Pathos Formula ve pathetik yüce örnekleri, tarihsel anlamda bağışlama arzusunun giderek yitirildiği bir çağın kendi alışkanlıklarının getirdiği yasal masumiyetlerin temsilcileri olarak adlandırabiliriz. Koşulsuz olarak bağışlama aracılığıyla uzlaşımı tarif edemeyecek bahşedilmişliğin dünyasında yaşıyoruz. Dolayısıyla gerçek bağışlama olanaklarını apolitik olasılıklar üzerinden fark edilebileceğini söyleyebiliriz. Çünkü son yüzyıldır, dünyadaki politik eylem, kendi pratik taleplerini karşılayamayan kararları alma noktasında ve bu çelişkili gibi görünen dönüşümde alınan kararlar hâlâ devam eden toplama kamplarındaki bedenler üzerine yoğunlaşmıştır. Ve bu yoğunlaşmanın en belirgin olanı II. Dünya Savaşı öncesinde ve savaş yıllarında toplama kamplarında, gettolarda etnik grupların ve göçmenlerin sistematik bir biçimde vurularak, asılarak, kısırlaştırılarak, yakılarak ve gaz odalarında zehirlenerek öldürülmesidir. O yüzden Auschwitz’ten sonra toplama kamplarının olmadığını iddia etmek, tüm bu bedenlerin travmasına yeniden neden olmak anlamına gelir.

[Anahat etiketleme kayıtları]
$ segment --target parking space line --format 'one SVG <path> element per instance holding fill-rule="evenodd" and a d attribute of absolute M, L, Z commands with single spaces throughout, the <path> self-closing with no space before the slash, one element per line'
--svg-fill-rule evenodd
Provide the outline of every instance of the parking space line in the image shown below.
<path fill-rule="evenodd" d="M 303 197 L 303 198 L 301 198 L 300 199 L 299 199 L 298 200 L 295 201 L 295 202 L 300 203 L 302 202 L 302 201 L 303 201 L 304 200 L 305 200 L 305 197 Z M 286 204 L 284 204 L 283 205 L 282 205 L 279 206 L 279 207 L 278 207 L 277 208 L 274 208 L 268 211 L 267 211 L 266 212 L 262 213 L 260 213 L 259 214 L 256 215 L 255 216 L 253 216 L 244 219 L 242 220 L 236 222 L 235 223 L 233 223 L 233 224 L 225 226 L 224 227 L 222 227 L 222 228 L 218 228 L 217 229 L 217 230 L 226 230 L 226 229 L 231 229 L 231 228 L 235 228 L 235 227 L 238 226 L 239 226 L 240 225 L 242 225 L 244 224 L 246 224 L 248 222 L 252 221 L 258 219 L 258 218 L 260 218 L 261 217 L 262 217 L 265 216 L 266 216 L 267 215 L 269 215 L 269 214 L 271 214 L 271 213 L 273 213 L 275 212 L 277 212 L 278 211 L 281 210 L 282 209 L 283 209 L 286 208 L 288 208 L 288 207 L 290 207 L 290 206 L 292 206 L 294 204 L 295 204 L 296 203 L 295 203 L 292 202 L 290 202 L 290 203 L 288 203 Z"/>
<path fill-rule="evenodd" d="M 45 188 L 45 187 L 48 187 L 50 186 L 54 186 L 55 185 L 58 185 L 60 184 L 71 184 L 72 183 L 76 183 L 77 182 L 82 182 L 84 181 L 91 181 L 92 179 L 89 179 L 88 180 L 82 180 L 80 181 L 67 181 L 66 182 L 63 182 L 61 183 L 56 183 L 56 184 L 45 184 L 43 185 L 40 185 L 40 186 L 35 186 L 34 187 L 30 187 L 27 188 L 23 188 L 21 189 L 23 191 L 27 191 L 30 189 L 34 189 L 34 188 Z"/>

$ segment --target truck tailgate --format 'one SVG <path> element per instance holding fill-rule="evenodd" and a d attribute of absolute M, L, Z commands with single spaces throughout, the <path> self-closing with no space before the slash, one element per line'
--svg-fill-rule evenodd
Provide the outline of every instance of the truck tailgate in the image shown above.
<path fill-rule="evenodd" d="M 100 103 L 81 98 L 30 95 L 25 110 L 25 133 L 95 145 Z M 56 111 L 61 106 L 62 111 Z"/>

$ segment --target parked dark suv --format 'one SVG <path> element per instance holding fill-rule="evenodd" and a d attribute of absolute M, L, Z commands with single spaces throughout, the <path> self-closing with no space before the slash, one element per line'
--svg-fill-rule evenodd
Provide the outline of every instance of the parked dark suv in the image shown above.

* [Yapılacak İş] Alıntı metindeki “O yüzden Auschwitz’ten sonra toplama kamplarının olmadığını iddia etmek, tüm bu bedenlerin travmasına yeniden neden olmak anlamına gelir.” cümlesini lütfen İngilizceye çevirin.

* [Doğru Yanıt] Therefore, to claim that there have been no concentration camps after Auschwitz means to cause the trauma of all these bodies once again.